Document extract:
The Heck bulls were not much larger than the bull of most breeds of domestic cattle, while wild aurochs bulls are believed to have often exceeded 1000 kilograms (2,200 lb), half the size of a rhinoceros. So the African Watusi cattle were then brought into the herd. The result was a somewhat larger animal, but it also caused infertility among the cows, a sign of the genetic divergence that had occurred between these populations of Bos over the millennia. Heck cattle were first bred outside of a zoo in 1980. There were 88 registered at that time. Continued crossbreeding with these animals resolved the infertility in the cows.
Distribution: There are about 2000 Heck cattle in Europe and few elsewhere. Although there are now 13 In the Devon countryside of England too!
Controversy: Even though trying to bring back extinct species may seem commendable, "breeding back" is a controversial procedure in the scientific community (see also Quagga). The general consensus among biologists today is that the Hecks' original methodology used to "recreate" the aurochs was flawed: once a genetic lineage is gone, it cannot be "bred back". Some go as far as to consider it outright deceitful. For example, Professor Z. Pucek of the Bialowieza Nature Preserve has characterized the Heck cattle as the "biggest scientific swindle of the 20th Century. Professor Pucek has devoted his life to the conservation of the surviving native Wisent (European Bison) which is seen by some as competition to Heck cattle development.

Dataset excerpt:
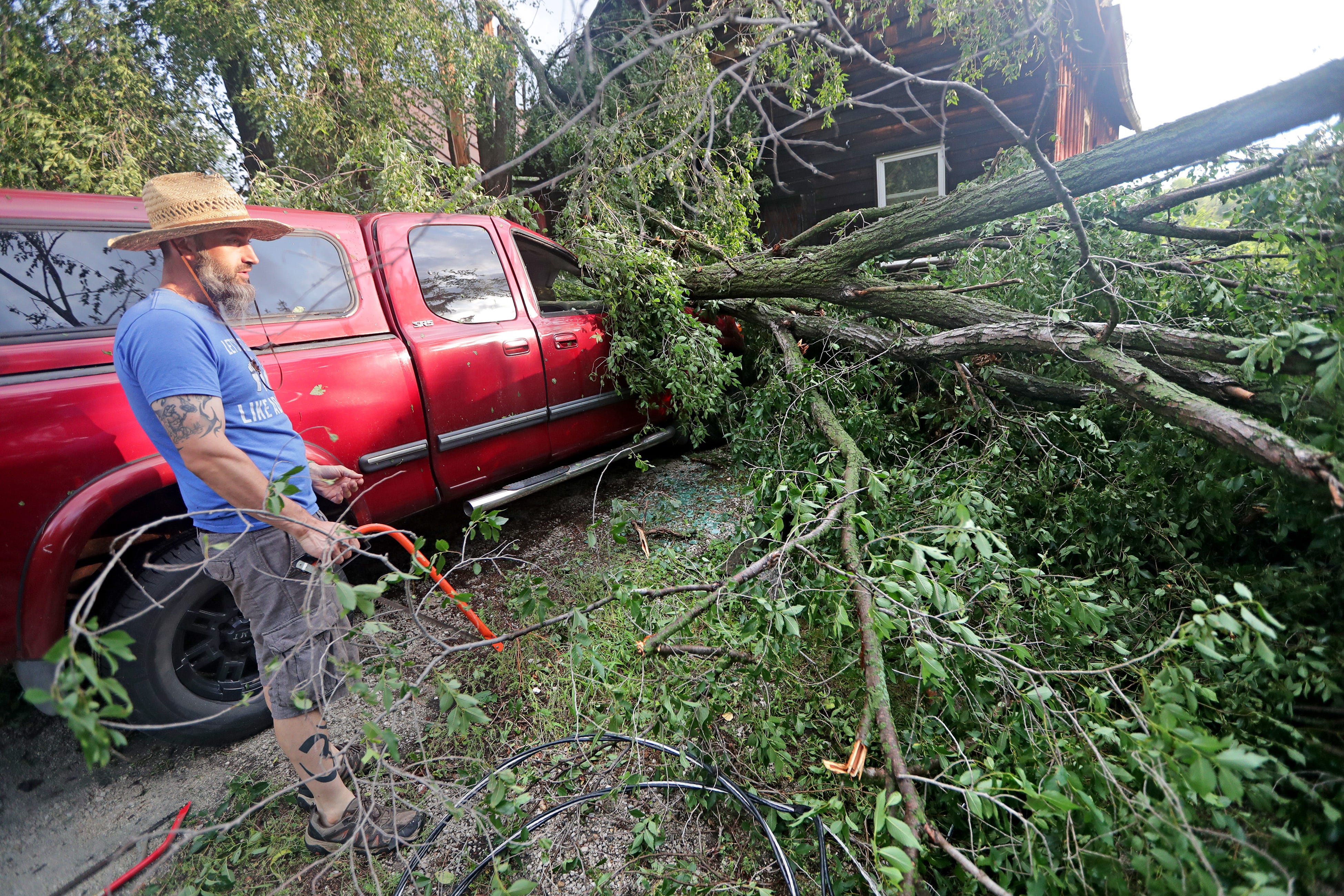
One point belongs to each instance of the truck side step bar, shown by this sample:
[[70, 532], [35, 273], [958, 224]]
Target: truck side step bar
[[515, 491]]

What you need to do:
1. From the Heck cattle text, extract the stretch from "The Heck bulls" through "of England too!".
2. According to the Heck cattle text, in what year were Heck cattle first bred outside of a zoo?
3. Write the next part of the Heck cattle text, picking up after its final sentence.
The data above has no connection to the Heck cattle text.

Answer section:
1.
The Heck bulls were not much larger than the bull of most breeds of domestic cattle, while wild aurochs bulls are believed to have often exceeded 1000 kilograms (2,200 lb), half the size of a rhinoceros. So the African Watusi cattle were then brought into the herd. The result was a somewhat larger animal, but it also caused infertility among the cows, a sign of the genetic divergence that had occurred between these populations of Bos over the millennia. Heck cattle were first bred outside of a zoo in 1980. There were 88 registered at that time. Continued crossbreeding with these animals resolved the infertility in the cows.
Distribution: There are about 2000 Heck cattle in Europe and few elsewhere. Although there are now 13 In the Devon countryside of England too!

2. 1980

3.
On the other hand, Heck cattle are considered by some the most suitable cattle breed for low intensity grazing systems in certain types of nature reserves, due to their ruggedness and lack of need for human care. Heck cattle today are propagated in some places to fulfil the role of extinct megafauna in the ecosystem. However, there is uncertainty as to what ecological niche the aurochs itself filled. Dr Frans Vera claims that the aurochs lived in open parkland and supports their inclusion in nature reserve management. Cis van Vuure, however, in his book, Retracing the Aurochs: History, Morphology and Ecology of an Extinct Wild Ox suggests that the aurochs dwelled in dense forests and marshes while the Wisent dwelled in the open landscape. Wisent supporters claim that Heck cattle landscape management is a public relations ploy in order to illegitimately garner support for Heck cattle at the expense of a genuine native species, the Wisent.
Nevertheless, in view of today's farm breeding programs (primarily to increase milk and meat production), the Heck cattle represent an important source of vital genes. Since a single breeding bull with good genes can be a sperm donor for a hundred thousand offspring, inbreeding becomes a serious problem in modern farm animal management, potentially resulting in diseases that rarely affect Heck cattle and other old farm breeds.
Now you may be wondering what the heck all this has to do with you today? Well all I can say is, that a heck of a lot of people went to a heck of a lot of trouble, and expense, not to mention spending a heck of a lot of time, to bring these Hecks into existence. Whether it was worth it may be never known, but I can’t help but wonder what our own heck cows are?
In other words, is there something that we too are spending a heck of a lot of time, effort and expense on, which is also controversial in whether the end results are really worth the time, trouble and expense? Or would we and the world, be better off if we spent all that time, expense and effort on more purposeful projects?
Oh, what the Heck! Your thoughts please?